Text section:

::::::

Such cases occur by the score. Again and again, stories in the
canonical gospels show tantalizing similarities, subtle divergences,
and catastrophic contradictions in content, structure and wording.
Those similarities and divergences and contradictions are, for New
Testament scholars, clues that suggest answers to some important
questions: How were the canonical gospels composed? In what
sequence? And where did the gospel-writers obtain their stories?
It is clear that each gospel contains material taken from other
sources -- but what was taken from where?
New Testament historians have advanced various hypotheses to explain
how the canonical gospels originated, and the hypotheses are based
largely on analyses of Matthew, Mark and Luke. These three, known
as the synoptic gospels, resemble each other considerably in scope,
in subject matter, and in the impressions of Jesus that they
project [note 6]. Most of the subject matter that appears in Mark
also appears in Matthew; about half of the subject matter in Mark is
found in Luke too; and the corresponding passages often agree
closely in wording [note 7].
Literary and philological studies of the earliest versions of the
synoptic gospels have led some experts to infer that Mark is
essentially a condensation of material borrowed from Matthew and
Luke. Other analysts contend that Matthew and Luke are expanded
versions of Mark, embellished with stories drawn from some external
source or sources. Others hold that Matthew is based on Mark, and
that Luke contains material copied from both Mark and Matthew.
Others assert that the synoptic gospels are three independent
adaptations of material drawn from some earlier reservoir of stories
about Jesus. And still others infer that Matthew and Mark are
independent compositions, based chiefly on earlier, unidentified
descriptions of Jesus's doings, while Luke is largely a reworking of
material taken from Matthew and Mark [note 7].
Each of these hypotheses is supported by some evidence, but none of
the hypotheses seems adequate, by itself, as an explanation for all
the similarities and all the differences that the synoptic gospels
display [note 8].
Fakery and Fantasies
While New Testament scholars analyze the facts that they have
gathered during their studies, fundamentalists spurn the facts and
the scholars alike. They do so because fundamentalism revolves
around the doctrine of biblical inerrancy, i.e., the notion that the
Christian Bible is free of errors and that all its narratives are
perfect accounts of real persons and events. Fundamentalists who
espouse this doctrine (as nearly all fundamentalists do) view the
New Testament through lenses of willful ignorance, and
fundamentalist preachers routinely use misrepresentations and
falsehoods to hide the New Testament's internal contradictions and
other absurdities. When two or three or all of the canonical
gospels offer contradictory accounts of the same event, a preacher
typically cites the one account that serves his purposes, and he
ignores the rest entirely; or he uses word-tricks to imply that all
the gospels agree; or he blends the gospels' contradictory stories
to produce a composite -- a new story which doesn't appear in any
gospel and which is simply a fake.

::::::

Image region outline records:
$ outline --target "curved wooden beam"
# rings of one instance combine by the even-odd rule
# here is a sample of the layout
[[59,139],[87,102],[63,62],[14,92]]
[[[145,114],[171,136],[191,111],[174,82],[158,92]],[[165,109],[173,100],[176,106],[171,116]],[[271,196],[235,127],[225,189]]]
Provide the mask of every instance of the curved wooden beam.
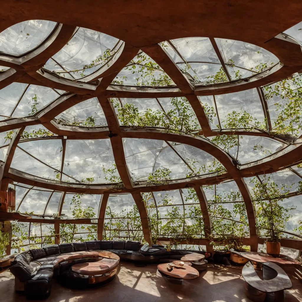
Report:
[[98,212],[98,240],[103,239],[103,230],[105,221],[105,216],[106,212],[107,202],[108,201],[109,194],[105,194],[102,196],[100,203],[100,209]]
[[149,245],[151,245],[152,244],[151,240],[152,234],[149,226],[146,205],[140,193],[132,193],[132,194],[140,213],[144,238]]
[[0,166],[0,181],[1,182],[0,191],[7,190],[9,182],[9,180],[7,178],[9,167],[13,160],[16,148],[21,138],[22,133],[25,129],[25,127],[22,127],[14,132],[5,156],[4,162],[1,164]]
[[207,201],[201,187],[195,187],[194,188],[199,200],[200,209],[202,213],[204,235],[207,238],[210,236],[212,233],[211,217],[208,211]]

::::::

Exercise task A: Locate each line in the records that contains the string "curved", and copy those lines.
Exercise task B: Write what comes next in the passage on the gospels, starting after its final sentence.
The passage on the gospels and the records have separate origins.

Exercise output A:
$ outline --target "curved wooden beam"
Provide the mask of every instance of the curved wooden beam.

Exercise output B:
Schoolbook-writers employ the same tactics. I've read many
high-school and middle-school books that purport to provide information
about Jesus and the origins of Christianity, and I've found that
what they really provide is religious indoctrination:
- The real Jesus, the Jesus of history, is assiduously ignored.
- The distinction between the Jesus of history and the legendary
Jesus of the New Testament is concealed, and the legendary Jesus is
presented as a real person.
- New Testament stories (or composites of New Testament stories)
are presented as if they were historical reports of real events.
- New Testament scholarship is entirely excluded.
In high-school books [note 9] and middle-school books alike, the
material about Jesus consists chiefly of fundamentalist fantasies.
I say "chiefly" because the accounts of Jesus in some books include
other fantasies too: Schoolbook-writers occasionally invent Jesus
fantasies of their own, to make their books more appealing or
politically correct. They alter gospel stories at will, and
sometimes they ignore the gospels entirely. In the most bizarre
cases, they hop back and forth between endorsing the New Testament
as history and then scorning it -- and as they do so, they remind us
that, in the schoolbook industry, nothing is sacred but the almighty
buck.
Among the splurges of Jesus-junk that I have found in current
schoolbooks, none is more perverse than the material that appears in
Ancient World, a 6th-grade book published by the
McGraw-Hill School Division. In a lesson titled "The Beginnings of
Christianity," McGraw-Hill provides a veritable catalogue of the
deceits which schoolbook-writers utilize for promoting
fundamentalism, for falsifying the early history of Christianity,
and for falsifying the origins, the nature, and the content of
Christian scripture. This material deserves some detailed analysis,
and I think that I can do the job.
Angels, No -- Manger, Yes
"The Beginnings of Christianity" opens (on page 408 of Ancient
World) with a two-paragraph "Read Aloud" exercise:
READ ALOUD
"Fear not; for, behold, I bring you good news of great joy . . .
for to you is born in the city of David a Savior, who is Christ the
Lord. And this will be a sign for you; you will find the babe
wrapped in swaddling clothes, lying in a manger."
These words, taken from the writings of an important new religion,
announce the birth of a child in the Roman empire. Despite his
humble birth, this child grew up to change the course of
history.
"These words" in the first paragraph have actually been taken from
the writings of a McGraw-Hill hack -- a hack who, in this case, has
doctored a passage that appears in the Gospel of St. Luke. Luke is
the only canonical gospel that purports to describe Jesus's birth
[note 10], and what Luke says is this:
And [Mary, the mother of Jesus] brought forth her first-born son, and
wrapped him in swaddling clothes, and laid him in a manger; because there
was no room for them at the inn.
And there were in the same country shepherds abiding in the field, keeping
watch over their flock by night.
And, lo, the angel of the Lord came upon them, and the glory of the Lord
shone round about them: and they were sore afraid.
And the angel said unto them, Fear not: for, behold, I bring you good tidings
of great joy, which shall be to all people.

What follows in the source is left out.